▸ WORK REQUIRED
Work through the records that follow and return each line containing the word "target".

━━━ MATERIAL PROVIDED ━━━

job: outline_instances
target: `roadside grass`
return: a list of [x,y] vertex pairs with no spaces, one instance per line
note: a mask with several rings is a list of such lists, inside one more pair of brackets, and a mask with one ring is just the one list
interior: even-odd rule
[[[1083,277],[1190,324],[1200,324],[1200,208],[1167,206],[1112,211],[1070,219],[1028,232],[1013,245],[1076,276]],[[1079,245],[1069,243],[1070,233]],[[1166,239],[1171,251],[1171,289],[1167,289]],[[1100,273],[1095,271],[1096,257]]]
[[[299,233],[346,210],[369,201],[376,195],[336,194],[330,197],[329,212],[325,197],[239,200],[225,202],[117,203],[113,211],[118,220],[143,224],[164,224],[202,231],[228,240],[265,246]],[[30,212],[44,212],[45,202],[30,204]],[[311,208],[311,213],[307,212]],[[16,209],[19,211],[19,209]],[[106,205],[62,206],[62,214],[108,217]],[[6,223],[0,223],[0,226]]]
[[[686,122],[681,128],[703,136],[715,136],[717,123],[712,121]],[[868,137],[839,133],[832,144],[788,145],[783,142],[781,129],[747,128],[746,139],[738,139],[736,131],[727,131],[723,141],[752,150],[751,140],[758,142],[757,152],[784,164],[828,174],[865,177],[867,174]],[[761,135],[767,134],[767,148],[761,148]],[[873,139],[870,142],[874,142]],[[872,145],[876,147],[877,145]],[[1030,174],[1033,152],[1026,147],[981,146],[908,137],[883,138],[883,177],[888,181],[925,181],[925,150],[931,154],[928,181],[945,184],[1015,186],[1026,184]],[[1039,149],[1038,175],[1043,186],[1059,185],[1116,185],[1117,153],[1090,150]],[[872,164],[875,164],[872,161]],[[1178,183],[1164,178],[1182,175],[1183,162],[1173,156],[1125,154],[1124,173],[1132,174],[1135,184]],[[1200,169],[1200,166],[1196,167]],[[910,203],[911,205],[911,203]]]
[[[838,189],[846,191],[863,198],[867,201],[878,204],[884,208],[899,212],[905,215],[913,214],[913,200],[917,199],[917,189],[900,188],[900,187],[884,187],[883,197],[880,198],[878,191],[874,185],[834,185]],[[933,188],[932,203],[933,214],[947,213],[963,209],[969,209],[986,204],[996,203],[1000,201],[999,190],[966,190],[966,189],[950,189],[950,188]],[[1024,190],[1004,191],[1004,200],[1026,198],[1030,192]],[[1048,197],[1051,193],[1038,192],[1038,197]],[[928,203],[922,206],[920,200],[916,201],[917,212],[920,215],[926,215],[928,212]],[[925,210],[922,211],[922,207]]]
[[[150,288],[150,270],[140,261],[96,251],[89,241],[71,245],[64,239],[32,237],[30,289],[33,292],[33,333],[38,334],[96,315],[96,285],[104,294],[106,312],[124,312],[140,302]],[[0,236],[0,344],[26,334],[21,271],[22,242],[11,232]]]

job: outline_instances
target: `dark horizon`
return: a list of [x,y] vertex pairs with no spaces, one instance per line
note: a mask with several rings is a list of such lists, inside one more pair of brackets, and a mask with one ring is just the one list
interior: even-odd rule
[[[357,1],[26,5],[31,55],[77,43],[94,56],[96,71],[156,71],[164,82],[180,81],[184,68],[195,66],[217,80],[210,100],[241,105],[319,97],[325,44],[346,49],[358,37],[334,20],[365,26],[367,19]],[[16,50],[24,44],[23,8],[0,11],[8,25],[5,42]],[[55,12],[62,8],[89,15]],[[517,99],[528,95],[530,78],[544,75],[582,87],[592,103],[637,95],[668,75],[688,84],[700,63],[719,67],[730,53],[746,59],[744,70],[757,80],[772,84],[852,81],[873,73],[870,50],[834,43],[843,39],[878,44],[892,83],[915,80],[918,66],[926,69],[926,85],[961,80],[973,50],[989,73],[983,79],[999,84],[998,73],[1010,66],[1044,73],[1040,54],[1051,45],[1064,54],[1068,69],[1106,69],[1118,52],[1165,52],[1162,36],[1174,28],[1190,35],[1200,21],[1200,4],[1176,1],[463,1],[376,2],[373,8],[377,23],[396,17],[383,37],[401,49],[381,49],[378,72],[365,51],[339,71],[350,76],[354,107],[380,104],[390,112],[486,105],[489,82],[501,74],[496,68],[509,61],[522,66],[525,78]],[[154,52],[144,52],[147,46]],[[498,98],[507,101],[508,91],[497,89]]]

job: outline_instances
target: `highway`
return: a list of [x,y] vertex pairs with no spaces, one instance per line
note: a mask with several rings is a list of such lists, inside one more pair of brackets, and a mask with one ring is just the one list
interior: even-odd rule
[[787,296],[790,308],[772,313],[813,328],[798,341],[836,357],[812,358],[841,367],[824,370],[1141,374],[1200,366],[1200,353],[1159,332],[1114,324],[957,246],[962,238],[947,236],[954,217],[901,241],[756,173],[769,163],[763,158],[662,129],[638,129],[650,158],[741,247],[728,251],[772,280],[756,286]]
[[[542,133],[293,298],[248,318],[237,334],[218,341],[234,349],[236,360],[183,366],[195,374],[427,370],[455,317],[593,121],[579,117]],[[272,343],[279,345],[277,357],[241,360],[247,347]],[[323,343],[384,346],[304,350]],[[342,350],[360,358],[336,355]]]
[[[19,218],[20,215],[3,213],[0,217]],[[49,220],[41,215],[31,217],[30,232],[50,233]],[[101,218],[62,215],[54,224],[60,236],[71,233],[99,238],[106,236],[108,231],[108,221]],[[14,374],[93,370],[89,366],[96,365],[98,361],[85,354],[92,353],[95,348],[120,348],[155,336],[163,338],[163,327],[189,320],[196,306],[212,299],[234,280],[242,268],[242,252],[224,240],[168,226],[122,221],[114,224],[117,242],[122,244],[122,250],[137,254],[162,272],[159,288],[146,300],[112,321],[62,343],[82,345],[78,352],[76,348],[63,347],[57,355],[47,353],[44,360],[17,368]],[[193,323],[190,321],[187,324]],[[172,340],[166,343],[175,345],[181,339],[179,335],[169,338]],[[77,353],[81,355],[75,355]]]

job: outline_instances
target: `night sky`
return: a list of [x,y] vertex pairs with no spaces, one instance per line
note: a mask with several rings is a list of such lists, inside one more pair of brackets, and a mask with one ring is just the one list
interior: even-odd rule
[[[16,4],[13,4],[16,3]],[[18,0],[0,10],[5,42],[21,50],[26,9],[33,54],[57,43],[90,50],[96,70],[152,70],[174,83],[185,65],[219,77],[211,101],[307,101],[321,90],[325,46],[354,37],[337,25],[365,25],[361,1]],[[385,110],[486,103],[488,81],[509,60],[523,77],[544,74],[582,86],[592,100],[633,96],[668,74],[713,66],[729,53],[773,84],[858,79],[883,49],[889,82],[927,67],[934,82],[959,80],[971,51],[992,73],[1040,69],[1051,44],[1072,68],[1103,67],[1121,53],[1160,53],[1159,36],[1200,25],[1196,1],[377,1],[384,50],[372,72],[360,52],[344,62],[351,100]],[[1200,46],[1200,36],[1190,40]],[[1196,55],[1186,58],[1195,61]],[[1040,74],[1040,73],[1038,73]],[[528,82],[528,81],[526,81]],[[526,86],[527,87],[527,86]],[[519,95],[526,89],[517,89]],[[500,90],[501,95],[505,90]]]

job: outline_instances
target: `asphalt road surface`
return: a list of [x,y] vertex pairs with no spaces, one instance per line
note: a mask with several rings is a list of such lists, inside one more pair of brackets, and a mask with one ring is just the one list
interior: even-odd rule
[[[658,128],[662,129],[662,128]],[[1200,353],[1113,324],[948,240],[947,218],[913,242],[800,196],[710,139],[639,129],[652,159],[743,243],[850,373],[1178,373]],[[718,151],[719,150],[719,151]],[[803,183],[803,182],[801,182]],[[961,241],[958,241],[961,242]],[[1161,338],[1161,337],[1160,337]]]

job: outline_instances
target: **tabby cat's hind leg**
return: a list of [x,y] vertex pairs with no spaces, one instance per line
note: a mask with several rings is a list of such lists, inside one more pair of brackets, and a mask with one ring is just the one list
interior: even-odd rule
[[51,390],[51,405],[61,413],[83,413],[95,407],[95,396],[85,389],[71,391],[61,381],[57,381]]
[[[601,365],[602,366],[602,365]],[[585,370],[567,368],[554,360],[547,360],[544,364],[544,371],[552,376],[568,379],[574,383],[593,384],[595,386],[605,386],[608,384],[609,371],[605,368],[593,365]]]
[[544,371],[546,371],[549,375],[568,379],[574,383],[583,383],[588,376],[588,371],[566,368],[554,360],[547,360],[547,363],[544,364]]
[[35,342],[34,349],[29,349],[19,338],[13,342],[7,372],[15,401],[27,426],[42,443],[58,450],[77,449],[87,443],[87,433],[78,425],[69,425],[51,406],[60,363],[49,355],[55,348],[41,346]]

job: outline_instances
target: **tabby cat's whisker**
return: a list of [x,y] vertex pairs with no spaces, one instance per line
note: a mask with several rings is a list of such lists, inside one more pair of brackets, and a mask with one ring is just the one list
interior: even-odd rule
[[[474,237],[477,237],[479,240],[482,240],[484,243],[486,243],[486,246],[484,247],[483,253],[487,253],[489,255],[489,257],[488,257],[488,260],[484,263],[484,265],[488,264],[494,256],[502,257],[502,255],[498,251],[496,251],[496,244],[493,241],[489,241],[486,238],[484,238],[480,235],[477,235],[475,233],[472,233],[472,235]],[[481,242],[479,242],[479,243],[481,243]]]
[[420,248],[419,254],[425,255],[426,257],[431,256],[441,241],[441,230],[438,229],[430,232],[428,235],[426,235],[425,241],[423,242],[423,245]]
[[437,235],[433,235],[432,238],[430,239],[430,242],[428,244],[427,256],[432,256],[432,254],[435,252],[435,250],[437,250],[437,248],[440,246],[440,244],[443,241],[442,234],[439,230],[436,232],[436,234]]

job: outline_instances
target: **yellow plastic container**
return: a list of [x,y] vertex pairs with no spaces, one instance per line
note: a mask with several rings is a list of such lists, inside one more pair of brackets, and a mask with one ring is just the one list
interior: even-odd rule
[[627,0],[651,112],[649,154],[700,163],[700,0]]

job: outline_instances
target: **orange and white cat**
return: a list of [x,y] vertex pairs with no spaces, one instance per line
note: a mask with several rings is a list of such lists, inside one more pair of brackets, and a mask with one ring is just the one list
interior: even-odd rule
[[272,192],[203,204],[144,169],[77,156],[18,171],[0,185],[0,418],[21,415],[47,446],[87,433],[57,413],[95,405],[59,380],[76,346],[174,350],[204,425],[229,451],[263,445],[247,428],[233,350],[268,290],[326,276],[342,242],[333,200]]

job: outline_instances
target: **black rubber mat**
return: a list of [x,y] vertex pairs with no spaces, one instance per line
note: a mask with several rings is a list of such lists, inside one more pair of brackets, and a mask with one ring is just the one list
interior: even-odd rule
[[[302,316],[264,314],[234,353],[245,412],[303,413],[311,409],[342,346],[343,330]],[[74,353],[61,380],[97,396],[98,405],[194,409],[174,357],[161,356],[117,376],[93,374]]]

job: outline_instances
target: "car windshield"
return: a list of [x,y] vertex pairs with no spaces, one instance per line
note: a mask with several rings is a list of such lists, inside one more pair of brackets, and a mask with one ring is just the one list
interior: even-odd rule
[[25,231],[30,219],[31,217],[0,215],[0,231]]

━━━

▸ WRITTEN ANSWER
target: `roadside grass`
target: `dark horizon`
target: `highway`
target: `night sky`
target: `asphalt road surface`
target: **tabby cat's hind leg**
target: **tabby cat's whisker**
target: **yellow plastic container**
target: **orange and white cat**
target: **black rubber mat**
target: "car windshield"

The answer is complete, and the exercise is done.